- TRECHO DO DOCUMENTO
Meu trajeto de ônibus para ir à universidade em Campinas, era o mesmo de centenas de trabalhadoras da construção civil ou de mulheres que eram empregadas domésticas em condomínios da região. Lembro-me delas indo ao trabalho com a atenção concentrada nos celulares para ver as horas, tão responsáveis como se fossem gerenciar uma fábrica ou pilotar um avião. Às 7 da manhã, elas vinham com suas bolsas e sacolas, algumas com capacete e uniforme das construtoras, e meu espírito de repórter me fez algumas vezes puxar conversa e descobrir que eram, principalmente, mulheres que colocavam pisos e azulejos em apartamentos e casas, considerada s mão de obra especializada para trabalhos que exigem capricho e o dobro de atenção.
Entre as empregadas domésticas – um luxo em processo de extinção – vi mulheres jovens e velhas, senhoras robustas ou aqueles ‘fiapos de gente’ que não sabemos como aguentam oito horas de faxina intensa, às vezes quatro ou cinco vezes por semana. Quem contrata faxineira quer serviço eficiente, não um relato sobre o dia a dia de trabalhadora. Mas há de se considerar que elas repetem por semana o ato de subir em escadas para deixar vidraças brilhando, aplicam forças aos braços e às buchas para desengordurar fogões, passam pano úmido e cera em apartamentos de 250 metros quadrados, limpam tapetes felpudos e dão duro nos banheiros quando estão um caos.
Aquele esforço que eventualmente algumas donas de casa fazem, clamando depois por um spa ou um cochilo em frente à TV, é repetido várias vezes por semana por mulher que não têm a quem clamar e reclamar e ainda voltam para casa onde marido e filhos as esperam para a jornada dupla.
Ainda assim, nos ônibus, vi mulheres divertidas, deixando a vaidade escapar nas unhas dos pés pintadas – as das mãos quase nunca – com leggins moderninhas e blusas estampadas, comentando no trajeto as feiras e mercados onde o detergente estava mais em conta ou o arroz agulhinha podia ser comprado a granel. Era um batalhão de mulheres, diria que em número maior do que os homens que se dividiam entre os estudantes e os que trabalhavam também na construção civil, sem tanto entusiasmo quanto as azulejadoras que tinham orgulho do seu capricho e do seu capacete.

- ENUNCIADO DA TAREFA
Por favor, transcreva do texto sobre o trajeto de ônibus o trecho que começa em "Meu trajeto de" e segue até "dobro de atenção.".

[Trechos de dados de apontamento]
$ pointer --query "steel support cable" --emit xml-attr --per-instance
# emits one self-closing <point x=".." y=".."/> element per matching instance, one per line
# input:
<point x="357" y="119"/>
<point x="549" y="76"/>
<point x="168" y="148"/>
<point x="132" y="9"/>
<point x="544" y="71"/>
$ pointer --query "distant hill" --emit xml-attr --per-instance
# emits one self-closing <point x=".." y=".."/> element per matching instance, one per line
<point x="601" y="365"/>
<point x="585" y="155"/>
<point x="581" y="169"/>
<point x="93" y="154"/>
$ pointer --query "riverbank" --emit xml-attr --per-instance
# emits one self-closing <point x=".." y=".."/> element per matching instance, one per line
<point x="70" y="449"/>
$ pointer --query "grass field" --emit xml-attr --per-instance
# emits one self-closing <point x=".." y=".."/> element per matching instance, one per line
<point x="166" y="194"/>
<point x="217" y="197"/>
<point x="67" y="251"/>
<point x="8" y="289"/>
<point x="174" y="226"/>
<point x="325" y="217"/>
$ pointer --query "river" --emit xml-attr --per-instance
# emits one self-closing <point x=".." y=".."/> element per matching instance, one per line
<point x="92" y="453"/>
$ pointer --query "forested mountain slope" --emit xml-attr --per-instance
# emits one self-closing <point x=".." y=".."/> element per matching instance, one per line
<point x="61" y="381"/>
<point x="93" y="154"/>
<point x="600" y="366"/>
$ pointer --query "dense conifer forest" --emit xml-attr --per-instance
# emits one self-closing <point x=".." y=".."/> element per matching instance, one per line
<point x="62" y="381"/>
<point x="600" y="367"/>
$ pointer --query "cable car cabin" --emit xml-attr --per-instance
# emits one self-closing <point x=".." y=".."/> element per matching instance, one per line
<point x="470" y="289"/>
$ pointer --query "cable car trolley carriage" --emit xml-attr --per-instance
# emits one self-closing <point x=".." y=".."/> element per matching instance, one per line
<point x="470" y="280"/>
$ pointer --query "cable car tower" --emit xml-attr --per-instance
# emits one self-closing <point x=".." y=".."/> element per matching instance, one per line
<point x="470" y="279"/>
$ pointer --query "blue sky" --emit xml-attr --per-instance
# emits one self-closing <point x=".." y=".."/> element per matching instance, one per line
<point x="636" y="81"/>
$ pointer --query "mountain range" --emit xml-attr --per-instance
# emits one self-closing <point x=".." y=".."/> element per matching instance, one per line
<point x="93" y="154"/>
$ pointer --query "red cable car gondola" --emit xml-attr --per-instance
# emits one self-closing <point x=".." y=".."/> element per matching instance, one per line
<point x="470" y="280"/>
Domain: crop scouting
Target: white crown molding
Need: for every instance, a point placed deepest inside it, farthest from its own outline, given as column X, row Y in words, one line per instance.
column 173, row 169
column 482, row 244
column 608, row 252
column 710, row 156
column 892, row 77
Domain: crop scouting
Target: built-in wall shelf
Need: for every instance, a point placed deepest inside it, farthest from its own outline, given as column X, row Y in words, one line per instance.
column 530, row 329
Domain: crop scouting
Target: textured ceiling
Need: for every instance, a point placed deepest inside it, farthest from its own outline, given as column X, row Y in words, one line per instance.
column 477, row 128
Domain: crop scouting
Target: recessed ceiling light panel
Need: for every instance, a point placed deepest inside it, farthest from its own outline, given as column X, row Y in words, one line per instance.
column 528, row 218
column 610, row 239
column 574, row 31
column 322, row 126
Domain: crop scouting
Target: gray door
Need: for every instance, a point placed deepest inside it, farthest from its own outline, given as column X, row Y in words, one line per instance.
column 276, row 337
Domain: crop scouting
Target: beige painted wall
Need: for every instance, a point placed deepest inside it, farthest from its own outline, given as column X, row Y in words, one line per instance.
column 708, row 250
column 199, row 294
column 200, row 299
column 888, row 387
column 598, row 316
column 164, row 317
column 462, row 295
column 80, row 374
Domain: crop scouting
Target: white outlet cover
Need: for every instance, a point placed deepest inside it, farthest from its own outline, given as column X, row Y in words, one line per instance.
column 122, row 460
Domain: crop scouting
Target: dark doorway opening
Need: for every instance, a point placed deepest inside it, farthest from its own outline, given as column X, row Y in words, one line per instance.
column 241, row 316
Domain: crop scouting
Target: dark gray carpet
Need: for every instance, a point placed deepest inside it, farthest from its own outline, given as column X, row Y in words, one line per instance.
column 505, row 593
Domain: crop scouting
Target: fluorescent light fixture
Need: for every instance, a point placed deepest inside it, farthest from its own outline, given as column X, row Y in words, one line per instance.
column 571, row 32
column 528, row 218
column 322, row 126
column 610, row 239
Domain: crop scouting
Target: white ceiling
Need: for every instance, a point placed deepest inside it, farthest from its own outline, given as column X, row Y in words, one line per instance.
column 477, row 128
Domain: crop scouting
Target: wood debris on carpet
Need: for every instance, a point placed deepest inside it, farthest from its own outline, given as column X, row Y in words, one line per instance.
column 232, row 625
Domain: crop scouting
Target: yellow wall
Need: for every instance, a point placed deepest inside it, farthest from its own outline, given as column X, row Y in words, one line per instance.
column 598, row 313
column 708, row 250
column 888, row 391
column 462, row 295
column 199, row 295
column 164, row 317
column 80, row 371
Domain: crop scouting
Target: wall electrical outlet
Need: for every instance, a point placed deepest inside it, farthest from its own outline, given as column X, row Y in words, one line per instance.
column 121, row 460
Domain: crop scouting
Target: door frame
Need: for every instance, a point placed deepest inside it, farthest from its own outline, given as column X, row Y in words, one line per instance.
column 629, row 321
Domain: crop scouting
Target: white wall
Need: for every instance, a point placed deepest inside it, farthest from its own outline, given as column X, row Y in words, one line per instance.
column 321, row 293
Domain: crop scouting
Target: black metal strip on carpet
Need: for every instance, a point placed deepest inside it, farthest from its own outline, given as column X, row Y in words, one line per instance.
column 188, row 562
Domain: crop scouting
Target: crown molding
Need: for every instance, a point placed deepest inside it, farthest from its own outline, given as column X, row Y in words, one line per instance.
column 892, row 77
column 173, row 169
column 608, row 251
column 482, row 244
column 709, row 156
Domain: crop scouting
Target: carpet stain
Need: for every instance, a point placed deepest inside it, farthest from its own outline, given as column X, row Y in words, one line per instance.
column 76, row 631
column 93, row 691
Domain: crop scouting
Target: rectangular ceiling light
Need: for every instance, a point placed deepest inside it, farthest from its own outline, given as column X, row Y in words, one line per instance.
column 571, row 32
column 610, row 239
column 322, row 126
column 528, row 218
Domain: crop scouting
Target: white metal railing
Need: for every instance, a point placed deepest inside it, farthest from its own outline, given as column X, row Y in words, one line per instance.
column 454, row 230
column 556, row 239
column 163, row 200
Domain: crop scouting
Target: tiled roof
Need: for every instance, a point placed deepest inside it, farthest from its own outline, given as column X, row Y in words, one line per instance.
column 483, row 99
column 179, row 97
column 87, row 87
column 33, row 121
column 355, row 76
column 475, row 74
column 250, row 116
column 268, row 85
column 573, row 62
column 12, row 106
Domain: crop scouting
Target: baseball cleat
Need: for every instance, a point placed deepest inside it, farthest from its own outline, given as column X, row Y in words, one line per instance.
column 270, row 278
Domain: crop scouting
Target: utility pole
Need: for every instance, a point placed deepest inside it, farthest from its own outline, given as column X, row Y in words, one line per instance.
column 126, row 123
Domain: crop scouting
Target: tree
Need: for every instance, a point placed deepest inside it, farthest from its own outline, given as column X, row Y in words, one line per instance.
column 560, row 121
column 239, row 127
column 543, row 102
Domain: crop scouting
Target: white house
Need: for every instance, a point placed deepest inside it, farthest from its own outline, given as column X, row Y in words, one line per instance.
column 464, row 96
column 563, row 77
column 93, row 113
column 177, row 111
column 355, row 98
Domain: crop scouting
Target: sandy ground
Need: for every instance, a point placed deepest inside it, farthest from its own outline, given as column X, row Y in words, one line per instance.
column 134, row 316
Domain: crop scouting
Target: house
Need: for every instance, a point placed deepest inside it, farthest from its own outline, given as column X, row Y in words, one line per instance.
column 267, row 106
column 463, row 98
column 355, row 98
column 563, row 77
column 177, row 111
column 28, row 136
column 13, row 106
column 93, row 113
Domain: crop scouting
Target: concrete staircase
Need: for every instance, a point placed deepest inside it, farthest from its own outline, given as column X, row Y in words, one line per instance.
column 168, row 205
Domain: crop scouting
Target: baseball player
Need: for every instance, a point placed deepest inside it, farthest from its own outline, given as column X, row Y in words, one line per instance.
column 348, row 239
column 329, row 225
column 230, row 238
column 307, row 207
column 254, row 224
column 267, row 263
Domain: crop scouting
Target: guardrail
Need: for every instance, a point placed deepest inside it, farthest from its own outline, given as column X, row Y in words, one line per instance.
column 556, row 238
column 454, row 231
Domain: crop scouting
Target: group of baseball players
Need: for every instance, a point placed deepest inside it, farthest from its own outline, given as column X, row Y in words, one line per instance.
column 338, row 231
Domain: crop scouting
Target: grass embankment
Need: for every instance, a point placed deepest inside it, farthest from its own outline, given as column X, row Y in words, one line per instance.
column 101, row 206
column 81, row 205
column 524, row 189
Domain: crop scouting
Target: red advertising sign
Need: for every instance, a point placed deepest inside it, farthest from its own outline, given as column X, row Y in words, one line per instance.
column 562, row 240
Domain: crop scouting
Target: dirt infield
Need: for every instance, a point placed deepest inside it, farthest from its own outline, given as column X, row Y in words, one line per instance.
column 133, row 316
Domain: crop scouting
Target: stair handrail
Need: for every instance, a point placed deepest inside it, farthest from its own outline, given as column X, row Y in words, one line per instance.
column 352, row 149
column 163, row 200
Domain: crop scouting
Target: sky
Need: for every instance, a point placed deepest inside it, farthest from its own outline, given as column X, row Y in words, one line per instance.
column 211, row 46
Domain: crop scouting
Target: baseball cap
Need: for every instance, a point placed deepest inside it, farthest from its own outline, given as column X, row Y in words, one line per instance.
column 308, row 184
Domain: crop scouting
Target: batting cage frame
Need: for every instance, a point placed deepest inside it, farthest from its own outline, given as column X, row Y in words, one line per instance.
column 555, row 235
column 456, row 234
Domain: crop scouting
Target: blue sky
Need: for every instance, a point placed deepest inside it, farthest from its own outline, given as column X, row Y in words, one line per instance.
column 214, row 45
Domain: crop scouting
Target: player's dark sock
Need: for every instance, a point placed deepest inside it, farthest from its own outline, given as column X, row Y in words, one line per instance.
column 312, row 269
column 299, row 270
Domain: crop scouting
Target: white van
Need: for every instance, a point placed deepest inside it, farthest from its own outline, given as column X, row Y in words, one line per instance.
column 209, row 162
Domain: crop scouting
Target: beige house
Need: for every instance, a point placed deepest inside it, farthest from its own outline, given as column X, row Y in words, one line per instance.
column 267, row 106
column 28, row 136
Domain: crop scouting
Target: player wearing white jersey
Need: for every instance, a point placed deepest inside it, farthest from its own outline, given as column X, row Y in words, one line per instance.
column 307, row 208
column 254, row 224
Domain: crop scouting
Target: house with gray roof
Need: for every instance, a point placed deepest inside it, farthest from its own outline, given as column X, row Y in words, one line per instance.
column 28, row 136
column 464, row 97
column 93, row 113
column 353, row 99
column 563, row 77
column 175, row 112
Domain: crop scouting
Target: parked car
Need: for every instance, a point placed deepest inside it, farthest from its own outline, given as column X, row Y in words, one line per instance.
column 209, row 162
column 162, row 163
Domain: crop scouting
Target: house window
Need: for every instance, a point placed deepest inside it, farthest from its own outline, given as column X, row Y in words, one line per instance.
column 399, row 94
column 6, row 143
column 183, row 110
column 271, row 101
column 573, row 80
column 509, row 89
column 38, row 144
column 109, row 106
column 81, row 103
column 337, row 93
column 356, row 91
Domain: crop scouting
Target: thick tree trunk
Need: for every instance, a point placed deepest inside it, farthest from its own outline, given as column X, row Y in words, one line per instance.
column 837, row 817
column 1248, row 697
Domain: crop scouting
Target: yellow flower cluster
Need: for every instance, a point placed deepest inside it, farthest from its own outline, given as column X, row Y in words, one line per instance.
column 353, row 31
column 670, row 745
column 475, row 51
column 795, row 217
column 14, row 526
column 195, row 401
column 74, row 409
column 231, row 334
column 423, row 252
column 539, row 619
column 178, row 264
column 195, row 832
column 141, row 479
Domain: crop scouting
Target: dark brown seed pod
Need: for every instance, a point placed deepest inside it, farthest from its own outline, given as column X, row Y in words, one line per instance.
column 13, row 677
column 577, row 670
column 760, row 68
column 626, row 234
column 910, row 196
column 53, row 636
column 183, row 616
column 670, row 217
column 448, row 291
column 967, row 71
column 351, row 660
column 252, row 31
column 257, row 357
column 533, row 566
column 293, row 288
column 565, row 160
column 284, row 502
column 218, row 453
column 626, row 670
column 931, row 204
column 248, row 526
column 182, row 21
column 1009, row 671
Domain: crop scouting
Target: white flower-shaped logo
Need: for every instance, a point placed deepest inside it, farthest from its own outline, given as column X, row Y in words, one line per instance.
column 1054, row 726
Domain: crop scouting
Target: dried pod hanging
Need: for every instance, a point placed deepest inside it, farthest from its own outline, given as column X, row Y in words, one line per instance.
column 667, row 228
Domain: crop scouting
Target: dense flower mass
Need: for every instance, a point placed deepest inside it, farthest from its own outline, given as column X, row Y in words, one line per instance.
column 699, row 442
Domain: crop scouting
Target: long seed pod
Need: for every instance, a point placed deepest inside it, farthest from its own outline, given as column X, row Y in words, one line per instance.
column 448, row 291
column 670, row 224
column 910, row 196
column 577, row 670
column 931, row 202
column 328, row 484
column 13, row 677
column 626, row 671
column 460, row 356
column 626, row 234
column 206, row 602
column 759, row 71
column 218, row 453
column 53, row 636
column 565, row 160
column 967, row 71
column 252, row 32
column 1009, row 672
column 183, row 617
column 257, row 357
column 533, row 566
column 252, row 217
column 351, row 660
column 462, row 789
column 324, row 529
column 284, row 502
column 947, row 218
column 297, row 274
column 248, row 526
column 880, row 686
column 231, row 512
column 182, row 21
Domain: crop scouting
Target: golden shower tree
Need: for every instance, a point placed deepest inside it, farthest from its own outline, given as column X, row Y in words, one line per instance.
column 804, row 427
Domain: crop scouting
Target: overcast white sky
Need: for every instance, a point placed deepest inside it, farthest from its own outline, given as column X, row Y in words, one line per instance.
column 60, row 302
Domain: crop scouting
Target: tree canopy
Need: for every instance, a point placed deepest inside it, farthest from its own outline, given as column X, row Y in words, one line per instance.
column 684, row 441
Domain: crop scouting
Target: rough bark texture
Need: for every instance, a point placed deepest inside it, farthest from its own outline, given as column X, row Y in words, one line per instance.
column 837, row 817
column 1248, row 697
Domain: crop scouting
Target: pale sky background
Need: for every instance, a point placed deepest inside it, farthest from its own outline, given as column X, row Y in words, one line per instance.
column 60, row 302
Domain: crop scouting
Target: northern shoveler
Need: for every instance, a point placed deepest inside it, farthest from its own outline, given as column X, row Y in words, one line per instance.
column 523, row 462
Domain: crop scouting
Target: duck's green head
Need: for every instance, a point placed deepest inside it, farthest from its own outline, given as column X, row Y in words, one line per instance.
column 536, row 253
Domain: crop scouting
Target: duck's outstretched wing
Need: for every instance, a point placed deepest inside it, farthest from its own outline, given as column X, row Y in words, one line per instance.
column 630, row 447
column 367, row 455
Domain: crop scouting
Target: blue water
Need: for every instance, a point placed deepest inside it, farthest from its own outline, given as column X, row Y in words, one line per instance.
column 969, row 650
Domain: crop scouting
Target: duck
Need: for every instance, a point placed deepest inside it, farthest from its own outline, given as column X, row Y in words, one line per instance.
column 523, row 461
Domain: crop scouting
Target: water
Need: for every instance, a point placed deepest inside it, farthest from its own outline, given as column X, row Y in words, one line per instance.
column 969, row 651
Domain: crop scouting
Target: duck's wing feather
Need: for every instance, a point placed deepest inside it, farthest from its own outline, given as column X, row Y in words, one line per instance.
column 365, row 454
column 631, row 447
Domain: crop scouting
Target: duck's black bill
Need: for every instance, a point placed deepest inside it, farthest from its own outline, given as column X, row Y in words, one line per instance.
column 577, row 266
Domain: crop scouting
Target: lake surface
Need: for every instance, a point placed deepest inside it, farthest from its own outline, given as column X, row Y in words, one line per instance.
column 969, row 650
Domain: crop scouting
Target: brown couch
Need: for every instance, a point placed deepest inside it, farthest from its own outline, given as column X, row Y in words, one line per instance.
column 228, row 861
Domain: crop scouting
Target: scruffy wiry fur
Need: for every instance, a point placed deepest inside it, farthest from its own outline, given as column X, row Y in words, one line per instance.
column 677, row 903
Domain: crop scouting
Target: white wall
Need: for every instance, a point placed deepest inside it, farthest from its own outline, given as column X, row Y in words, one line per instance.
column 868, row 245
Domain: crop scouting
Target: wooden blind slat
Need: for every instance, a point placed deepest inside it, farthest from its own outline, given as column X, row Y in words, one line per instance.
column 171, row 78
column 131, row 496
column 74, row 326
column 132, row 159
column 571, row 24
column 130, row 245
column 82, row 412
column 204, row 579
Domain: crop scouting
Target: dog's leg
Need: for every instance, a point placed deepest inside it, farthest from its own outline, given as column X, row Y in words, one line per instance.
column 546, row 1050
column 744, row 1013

- RESULTADO DA TAREFA
Meu trajeto de ônibus para ir à universidade em Campinas, era o mesmo de centenas de trabalhadoras da construção civil ou de mulheres que eram empregadas domésticas em condomínios da região. Lembro-me delas indo ao trabalho com a atenção concentrada nos celulares para ver as horas, tão responsáveis como se fossem gerenciar uma fábrica ou pilotar um avião. Às 7 da manhã, elas vinham com suas bolsas e sacolas, algumas com capacete e uniforme das construtoras, e meu espírito de repórter me fez algumas vezes puxar conversa e descobrir que eram, principalmente, mulheres que colocavam pisos e azulejos em apartamentos e casas, considerada s mão de obra especializada para trabalhos que exigem capricho e o dobro de atenção.